(Information provided)

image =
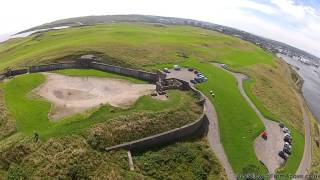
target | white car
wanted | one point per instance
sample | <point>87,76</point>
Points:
<point>176,67</point>
<point>285,130</point>
<point>286,134</point>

(End Information provided)

> **What you need to do**
Lines from the one holding "wanted | one point per instance" through the last line of the material are to be repeated exactly; no other lines belong in the answer.

> **Written response**
wanted | one point per instance
sample | <point>87,76</point>
Points:
<point>176,67</point>
<point>285,130</point>
<point>286,134</point>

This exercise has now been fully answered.